▶ [Prova tu]
Continua il brano sui robot in Giappone, ripartendo subito dopo la sua ultima frase.

▶ [Estratto]
Dieci anni fa sono andata in Giappone per intervistare designer e scienziati del futuro. L’idea che avevamo dei robot era ancora fortemente legata all’immaginario della fantascienza e a una tecnologia distante dalla nostra quotidianità. Oggi, invece, siamo nel “futuro” — e vedere come molte delle previsioni siano diventate realtà è allo stesso tempo incredibile e inquietante.
“Ti senti mai solo?”, ho chiesto al primo umanoide che ho avuto modo di incontrare. “Sì, la notte mi sento solo.”
Durante quel viaggio ho intervistato il padre degli umanoidi, Hiroshi Ishiguro, che mi ha presentato la copia androide di se stesso, chiamata HI-6. Dopo dieci anni, HI-6 ha sviluppato una forma di autostima che si riflette nella sua capacità di rispondere e interagire verbalmente.
“Gli esseri umani provano sempre una certa tensione verso gli altri,” mi spiegava Ishiguro, “mentre i robot sono molto più semplici. Sono programmati. E le persone si fidano più di un robot che di un altro essere umano.”
Dieci anni fa si prevedeva che i robot sarebbero diventati parte integrante della nostra società, delle nostre vite e del mondo del lavoro. Oggi posso affermare che è proprio così.
L’evoluzione della robotica in Giappone
All’epoca, Ishiguro mi spiegava che il suo androide Gemini HI-6 era stato progettato senza l’utilizzo dell’intelligenza artificiale. Nel 2025, però, lo scenario è profondamente cambiato.

▶ [Materiale mostrato]

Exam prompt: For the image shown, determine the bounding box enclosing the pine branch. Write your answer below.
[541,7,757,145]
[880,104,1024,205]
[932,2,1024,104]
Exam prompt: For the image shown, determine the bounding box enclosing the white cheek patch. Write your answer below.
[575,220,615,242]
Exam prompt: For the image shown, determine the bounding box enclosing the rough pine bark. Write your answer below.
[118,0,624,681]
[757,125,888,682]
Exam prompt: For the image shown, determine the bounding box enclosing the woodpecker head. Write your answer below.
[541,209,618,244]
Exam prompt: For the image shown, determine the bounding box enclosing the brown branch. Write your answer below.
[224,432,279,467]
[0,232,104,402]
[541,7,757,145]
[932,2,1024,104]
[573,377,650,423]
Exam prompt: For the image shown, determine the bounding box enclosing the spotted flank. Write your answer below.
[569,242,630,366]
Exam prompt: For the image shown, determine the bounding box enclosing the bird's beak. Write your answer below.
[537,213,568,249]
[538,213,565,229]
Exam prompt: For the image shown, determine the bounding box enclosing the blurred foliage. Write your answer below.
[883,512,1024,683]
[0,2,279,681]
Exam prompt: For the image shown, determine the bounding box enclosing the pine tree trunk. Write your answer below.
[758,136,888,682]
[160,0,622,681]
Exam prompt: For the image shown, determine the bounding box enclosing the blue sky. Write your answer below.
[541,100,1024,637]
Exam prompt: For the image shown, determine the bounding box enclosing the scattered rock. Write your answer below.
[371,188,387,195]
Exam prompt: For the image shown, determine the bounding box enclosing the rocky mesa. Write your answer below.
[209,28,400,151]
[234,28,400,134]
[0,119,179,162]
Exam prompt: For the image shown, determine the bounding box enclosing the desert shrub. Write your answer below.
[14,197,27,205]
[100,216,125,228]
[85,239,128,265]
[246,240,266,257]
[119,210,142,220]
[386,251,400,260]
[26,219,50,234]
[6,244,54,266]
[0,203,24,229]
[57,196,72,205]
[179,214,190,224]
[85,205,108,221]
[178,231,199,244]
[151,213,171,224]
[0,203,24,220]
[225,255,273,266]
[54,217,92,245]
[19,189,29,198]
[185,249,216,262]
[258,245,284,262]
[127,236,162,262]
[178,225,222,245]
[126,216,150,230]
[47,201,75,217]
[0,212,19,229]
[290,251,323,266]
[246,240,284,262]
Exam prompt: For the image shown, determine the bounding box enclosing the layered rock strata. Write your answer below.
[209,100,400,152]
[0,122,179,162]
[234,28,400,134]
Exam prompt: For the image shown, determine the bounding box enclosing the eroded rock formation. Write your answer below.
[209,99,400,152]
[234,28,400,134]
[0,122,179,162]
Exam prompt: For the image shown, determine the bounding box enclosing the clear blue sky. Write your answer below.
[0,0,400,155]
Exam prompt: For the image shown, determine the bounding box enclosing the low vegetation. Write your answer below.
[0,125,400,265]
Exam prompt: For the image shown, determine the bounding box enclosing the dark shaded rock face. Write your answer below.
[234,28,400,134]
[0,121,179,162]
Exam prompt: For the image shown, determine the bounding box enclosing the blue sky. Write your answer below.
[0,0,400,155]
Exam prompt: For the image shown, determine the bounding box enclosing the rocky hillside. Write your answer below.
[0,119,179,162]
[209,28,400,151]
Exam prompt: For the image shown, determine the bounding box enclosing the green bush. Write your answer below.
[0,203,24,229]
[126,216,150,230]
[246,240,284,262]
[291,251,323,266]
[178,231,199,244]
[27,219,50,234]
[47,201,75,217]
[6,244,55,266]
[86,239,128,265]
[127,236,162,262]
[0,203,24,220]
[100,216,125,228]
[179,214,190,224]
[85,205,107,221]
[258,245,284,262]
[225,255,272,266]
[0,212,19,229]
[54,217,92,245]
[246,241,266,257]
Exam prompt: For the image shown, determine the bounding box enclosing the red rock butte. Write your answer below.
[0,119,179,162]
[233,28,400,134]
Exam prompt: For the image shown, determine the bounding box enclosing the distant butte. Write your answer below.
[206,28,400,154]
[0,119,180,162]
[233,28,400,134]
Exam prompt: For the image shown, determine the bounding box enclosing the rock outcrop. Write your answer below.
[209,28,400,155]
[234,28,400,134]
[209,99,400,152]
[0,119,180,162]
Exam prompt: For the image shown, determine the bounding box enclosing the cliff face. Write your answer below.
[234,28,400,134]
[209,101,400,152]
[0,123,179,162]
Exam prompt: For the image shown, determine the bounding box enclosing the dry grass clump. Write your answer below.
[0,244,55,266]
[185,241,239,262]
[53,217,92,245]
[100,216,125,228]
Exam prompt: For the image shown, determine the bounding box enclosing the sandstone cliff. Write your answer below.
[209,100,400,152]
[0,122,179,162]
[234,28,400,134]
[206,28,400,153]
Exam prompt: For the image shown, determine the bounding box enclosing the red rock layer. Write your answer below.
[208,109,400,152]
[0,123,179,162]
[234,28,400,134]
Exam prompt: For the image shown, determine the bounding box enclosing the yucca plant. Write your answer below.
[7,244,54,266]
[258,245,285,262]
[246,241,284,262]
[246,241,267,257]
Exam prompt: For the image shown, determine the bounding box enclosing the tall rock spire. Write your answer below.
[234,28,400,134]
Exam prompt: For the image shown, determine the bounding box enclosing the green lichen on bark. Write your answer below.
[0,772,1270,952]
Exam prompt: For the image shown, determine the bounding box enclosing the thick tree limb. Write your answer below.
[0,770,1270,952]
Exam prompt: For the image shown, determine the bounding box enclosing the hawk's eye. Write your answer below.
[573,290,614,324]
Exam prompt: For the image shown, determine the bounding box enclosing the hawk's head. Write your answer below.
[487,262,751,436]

▶ [Spazio risposta]
Il Giappone è ancora uno dei leader mondiali nella robotica, ma il panorama si è notevolmente ampliato. La densità di robot industriali è aumentata esponenzialmente e, parallelamente, la robotica di servizio — quella destinata a interagire con gli esseri umani — ha compiuto un enorme salto in avanti.
Le innovazioni più radicali non riguardano solo l’aspetto o i movimenti dei robot, ma la loro capacità di apprendere e adattarsi. Non si limitano più a seguire istruzioni: imparano, analizzano dati, si autoregolano. Grazie all’intelligenza artificiale generativa e alla simulazione in tempo reale, i robot sono oggi in grado di adattarsi a compiti nuovi e ambienti complessi. Alcuni sono costruiti con materiali flessibili — i cosiddetti robot “molli”, e vengono impiegati per interventi chirurgici, assistenza domiciliare e altri contesti delicati.
L’intelligenza artificiale è diventata una componente “fisica” dei robot: essi apprendono, reagiscono, decidono. Sono ideali per operare accanto all’uomo, come alleati, anche in situazioni imprevedibili.
I robot della Waseda University
All’Humanoid Robotics Institute della Waseda University di Tokyo abbiamo incontrato un gruppo di ricercatori impegnati nello sviluppo di robot per assistere gli anziani e intervenire in situazioni di emergenza, come disastri naturali.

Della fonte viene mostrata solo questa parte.